● Activity
Each record is to be repeated exactly as it stands below.

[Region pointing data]
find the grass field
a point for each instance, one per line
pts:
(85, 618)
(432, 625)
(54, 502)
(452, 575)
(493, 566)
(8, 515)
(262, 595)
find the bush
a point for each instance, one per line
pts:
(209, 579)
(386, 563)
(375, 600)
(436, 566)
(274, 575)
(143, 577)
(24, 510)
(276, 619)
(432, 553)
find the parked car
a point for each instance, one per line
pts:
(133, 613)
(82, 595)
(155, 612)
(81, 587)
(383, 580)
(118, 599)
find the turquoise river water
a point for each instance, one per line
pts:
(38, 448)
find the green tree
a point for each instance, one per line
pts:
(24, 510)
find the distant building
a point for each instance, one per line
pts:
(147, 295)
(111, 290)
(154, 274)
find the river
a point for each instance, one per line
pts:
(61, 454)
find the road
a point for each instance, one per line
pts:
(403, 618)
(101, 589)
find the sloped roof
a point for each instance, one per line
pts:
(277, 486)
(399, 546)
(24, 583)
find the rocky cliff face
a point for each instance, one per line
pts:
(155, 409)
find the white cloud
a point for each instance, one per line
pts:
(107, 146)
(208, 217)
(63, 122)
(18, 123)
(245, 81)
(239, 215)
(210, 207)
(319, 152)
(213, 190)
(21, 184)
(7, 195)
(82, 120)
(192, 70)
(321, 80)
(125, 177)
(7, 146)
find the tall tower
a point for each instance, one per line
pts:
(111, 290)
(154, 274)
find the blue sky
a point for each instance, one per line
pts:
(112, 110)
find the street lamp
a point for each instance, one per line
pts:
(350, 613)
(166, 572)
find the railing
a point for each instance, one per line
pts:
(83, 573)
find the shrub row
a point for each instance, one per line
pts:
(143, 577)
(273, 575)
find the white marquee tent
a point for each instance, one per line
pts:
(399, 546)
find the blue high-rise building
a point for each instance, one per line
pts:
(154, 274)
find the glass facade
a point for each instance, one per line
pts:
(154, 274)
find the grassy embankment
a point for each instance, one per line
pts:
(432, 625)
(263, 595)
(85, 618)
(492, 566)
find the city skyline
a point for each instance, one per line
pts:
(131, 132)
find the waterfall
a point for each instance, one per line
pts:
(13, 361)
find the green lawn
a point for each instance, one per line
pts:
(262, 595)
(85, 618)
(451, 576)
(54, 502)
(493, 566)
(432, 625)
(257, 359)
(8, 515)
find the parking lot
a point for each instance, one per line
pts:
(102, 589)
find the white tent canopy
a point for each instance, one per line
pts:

● Reply to the task
find the grass field
a point for each instance, one per line
pts:
(85, 618)
(432, 625)
(54, 502)
(452, 575)
(493, 566)
(8, 515)
(262, 595)
find the bush
a point for each instance, one per line
pts:
(209, 579)
(386, 563)
(375, 600)
(436, 566)
(274, 575)
(143, 577)
(24, 510)
(276, 619)
(432, 553)
find the parked car
a point for each instance, one per line
pts:
(133, 613)
(82, 595)
(155, 612)
(81, 587)
(383, 580)
(118, 599)
find the turquoise river water
a point for each instance, one per line
pts:
(38, 448)
find the green tree
a point for each instance, one per line
pts:
(24, 510)
find the distant building
a point for each instance, one per line
pts:
(147, 295)
(111, 290)
(154, 274)
find the river
a point for each instance, one per line
pts:
(61, 454)
find the road
a point for each instance, one per line
pts:
(403, 618)
(101, 589)
find the sloped roof
a point for each instance, one per line
pts:
(277, 486)
(399, 546)
(24, 583)
find the rocky cliff face
a point for each instance, one per line
pts:
(155, 409)
find the white cloud
a point for each instance, one per line
pts:
(107, 146)
(208, 217)
(63, 122)
(18, 123)
(245, 81)
(239, 215)
(210, 207)
(319, 152)
(213, 190)
(21, 184)
(7, 195)
(82, 120)
(192, 70)
(321, 80)
(125, 177)
(7, 146)
find the tall tower
a point for each instance, one per line
pts:
(111, 290)
(154, 274)
find the blue sky
a point for each instance, one per line
pts:
(112, 110)
find the street lamp
a point for each instance, one per line
pts:
(350, 613)
(166, 572)
find the railing
a point for each instance, one per line
pts:
(83, 573)
find the shrub row
a point for each instance, one per line
pts:
(143, 577)
(273, 575)
find the white marquee tent
a point for each instance, one per line
pts:
(399, 546)
find the blue high-rise building
a point for each instance, one per line
pts:
(154, 274)
find the glass facade
a point for each instance, one per line
pts:
(154, 274)
find the grassy embankment
a point for each instance, one per line
pts:
(432, 625)
(263, 595)
(85, 618)
(492, 566)
find the city skyline
a point for each instance, one per line
pts:
(131, 132)
find the waterfall
a point for each instance, one per line
pts:
(13, 361)
find the green lawn
a point for each instance, one per line
pts:
(262, 595)
(85, 618)
(451, 576)
(54, 502)
(493, 566)
(432, 625)
(257, 359)
(8, 515)
find the parking lot
a point for each instance, one per line
pts:
(102, 589)
find the white tent canopy
a point for each instance, one per line
pts:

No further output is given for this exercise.